What is asked: Rewrite the items below, starting with the line that contains "Put one point on every instance of the light" and continuing through the end of the items, with "species count" swapped for "label audit" and everything else left unchanged.

(Pointing dataset items)
(begin)

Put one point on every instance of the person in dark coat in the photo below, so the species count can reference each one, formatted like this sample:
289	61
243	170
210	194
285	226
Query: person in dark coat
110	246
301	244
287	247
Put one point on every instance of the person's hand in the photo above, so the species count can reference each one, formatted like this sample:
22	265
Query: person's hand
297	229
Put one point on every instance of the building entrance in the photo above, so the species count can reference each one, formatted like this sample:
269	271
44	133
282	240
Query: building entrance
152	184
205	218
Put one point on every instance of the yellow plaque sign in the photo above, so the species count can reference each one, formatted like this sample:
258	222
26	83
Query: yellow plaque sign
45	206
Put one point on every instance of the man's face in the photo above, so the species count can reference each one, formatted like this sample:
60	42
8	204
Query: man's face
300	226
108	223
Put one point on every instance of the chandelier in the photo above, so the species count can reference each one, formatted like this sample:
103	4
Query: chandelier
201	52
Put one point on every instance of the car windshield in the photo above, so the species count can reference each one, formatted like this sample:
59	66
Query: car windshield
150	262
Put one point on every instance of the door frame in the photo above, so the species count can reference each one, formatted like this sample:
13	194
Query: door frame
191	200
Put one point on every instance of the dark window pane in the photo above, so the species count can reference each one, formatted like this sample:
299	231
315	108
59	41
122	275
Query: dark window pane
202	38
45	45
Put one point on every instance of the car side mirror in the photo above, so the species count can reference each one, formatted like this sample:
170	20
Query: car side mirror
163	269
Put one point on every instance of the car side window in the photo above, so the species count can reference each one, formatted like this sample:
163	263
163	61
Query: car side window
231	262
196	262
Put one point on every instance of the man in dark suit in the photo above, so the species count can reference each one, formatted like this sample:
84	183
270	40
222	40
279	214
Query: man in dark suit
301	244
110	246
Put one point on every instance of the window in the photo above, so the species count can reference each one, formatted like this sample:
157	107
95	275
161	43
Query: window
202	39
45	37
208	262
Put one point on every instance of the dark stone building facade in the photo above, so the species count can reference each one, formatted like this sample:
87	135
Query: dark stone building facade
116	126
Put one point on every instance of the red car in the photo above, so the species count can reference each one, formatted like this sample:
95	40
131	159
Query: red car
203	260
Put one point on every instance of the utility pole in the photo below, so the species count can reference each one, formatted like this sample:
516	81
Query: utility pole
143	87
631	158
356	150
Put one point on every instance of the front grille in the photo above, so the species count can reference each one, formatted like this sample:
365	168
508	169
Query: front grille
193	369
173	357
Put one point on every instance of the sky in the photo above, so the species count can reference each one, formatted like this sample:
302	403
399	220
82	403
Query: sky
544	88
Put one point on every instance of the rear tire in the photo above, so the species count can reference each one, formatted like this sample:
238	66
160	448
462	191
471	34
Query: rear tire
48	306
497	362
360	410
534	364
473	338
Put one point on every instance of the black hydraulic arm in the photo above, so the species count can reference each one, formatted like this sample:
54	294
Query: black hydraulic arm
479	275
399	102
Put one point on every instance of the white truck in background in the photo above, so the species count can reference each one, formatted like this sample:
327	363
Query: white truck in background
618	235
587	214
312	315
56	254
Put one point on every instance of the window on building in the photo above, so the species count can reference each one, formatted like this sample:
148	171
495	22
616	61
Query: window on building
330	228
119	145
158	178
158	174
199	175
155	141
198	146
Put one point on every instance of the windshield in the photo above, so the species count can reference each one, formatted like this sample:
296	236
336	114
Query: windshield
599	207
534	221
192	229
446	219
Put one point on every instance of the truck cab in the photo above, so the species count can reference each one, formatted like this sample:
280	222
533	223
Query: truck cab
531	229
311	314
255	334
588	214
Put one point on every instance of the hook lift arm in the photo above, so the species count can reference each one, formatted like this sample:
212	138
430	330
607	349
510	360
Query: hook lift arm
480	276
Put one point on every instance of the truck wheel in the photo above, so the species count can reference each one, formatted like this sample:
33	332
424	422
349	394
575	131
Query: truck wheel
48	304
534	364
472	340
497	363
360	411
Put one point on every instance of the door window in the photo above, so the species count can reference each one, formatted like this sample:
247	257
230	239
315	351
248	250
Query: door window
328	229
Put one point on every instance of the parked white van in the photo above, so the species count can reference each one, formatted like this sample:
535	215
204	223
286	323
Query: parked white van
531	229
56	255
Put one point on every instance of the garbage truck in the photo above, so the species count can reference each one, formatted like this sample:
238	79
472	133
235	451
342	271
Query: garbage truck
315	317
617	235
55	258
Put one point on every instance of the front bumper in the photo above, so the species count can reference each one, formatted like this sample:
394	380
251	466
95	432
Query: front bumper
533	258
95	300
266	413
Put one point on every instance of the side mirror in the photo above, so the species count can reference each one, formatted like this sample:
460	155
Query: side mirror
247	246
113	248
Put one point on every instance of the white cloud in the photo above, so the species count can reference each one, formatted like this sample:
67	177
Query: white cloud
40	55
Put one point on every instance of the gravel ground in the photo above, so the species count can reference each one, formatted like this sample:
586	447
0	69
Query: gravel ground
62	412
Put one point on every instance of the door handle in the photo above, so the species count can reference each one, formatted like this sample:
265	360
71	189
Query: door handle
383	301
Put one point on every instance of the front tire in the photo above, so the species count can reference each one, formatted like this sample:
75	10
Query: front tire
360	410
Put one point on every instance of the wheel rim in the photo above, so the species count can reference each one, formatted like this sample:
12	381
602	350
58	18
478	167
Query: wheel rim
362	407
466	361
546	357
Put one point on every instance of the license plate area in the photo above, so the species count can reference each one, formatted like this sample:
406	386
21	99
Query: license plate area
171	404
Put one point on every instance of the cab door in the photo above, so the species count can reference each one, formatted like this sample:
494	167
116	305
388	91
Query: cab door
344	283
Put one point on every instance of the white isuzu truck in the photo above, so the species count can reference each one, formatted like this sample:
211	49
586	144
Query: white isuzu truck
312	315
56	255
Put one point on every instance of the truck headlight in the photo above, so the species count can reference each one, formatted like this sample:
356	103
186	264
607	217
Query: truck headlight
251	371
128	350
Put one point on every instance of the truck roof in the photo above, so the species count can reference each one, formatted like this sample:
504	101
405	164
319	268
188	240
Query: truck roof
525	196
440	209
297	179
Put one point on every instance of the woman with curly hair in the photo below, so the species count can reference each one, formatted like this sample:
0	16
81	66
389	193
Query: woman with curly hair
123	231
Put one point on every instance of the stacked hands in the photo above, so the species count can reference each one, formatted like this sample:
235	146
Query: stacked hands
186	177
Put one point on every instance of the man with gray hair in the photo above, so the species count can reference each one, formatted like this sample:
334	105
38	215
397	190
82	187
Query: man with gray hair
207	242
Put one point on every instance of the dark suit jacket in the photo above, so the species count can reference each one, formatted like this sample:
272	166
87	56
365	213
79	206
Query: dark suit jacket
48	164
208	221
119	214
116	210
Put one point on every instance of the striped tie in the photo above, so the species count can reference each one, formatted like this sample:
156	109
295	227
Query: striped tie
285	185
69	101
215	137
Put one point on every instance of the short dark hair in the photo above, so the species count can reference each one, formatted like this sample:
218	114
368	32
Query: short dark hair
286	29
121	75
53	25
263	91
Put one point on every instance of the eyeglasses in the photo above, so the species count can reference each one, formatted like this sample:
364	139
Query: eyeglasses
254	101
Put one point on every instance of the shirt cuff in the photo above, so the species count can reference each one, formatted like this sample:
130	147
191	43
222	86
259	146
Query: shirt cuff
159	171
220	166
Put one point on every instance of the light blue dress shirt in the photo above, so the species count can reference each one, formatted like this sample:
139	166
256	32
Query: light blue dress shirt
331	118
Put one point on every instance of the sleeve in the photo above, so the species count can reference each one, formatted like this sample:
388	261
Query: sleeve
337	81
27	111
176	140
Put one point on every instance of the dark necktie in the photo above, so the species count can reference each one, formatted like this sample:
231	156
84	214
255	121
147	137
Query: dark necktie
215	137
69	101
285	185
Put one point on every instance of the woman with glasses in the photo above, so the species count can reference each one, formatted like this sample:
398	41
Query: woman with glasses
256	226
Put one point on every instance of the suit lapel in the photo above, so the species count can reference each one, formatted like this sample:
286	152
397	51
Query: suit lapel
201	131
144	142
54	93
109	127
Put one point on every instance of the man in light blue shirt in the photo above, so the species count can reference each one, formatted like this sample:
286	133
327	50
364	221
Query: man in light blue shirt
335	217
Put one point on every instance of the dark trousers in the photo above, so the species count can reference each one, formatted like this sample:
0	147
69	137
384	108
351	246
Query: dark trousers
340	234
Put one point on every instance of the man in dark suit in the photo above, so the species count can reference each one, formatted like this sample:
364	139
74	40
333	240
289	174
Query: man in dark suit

(end)

Result below:
Put one point on every instance of the light blue dress shirt in the photo above, so the label audit can reference each one, formatted like this sample:
139	166
256	32
Query: light blue dress shirt
331	118
Put one point on every instance of the sleeve in the photo above, so the label audit can reference each one, formatted like this sample:
388	261
Query: sleeve
337	81
27	111
176	140
Put one point on every instance of the dark necktie in the photo above, so the label audit can reference each one, formatted like this sample:
231	156
84	214
255	121
147	137
Query: dark necktie
215	137
69	101
285	185
Put one point on every instance of the woman with glasses in the photo above, so the label audit can reference each one, formatted like this sample:
398	41
Query: woman with glasses
256	226
Put one point on every instance of the suit lapel in the photo above, so the label audit can reference each one, formatted like this sample:
286	152
397	51
Query: suit lapel
201	131
144	142
54	93
109	127
Put one point on every instance of the man in light blue shirt in the photo above, so the label audit can reference each one, formatted like this sample:
286	133
327	50
364	221
Query: man in light blue shirt
335	217
Put one point on every instance of the dark trousers in the photo above, so the label audit can reference each one, formatted like this sample:
0	147
69	137
384	108
351	246
Query: dark trousers
340	234
Put one point on every instance of the man in dark suit in the photo above, so the label audit can reference each one, formatted like this sample:
364	139
74	40
333	240
289	174
Query: man in dark suit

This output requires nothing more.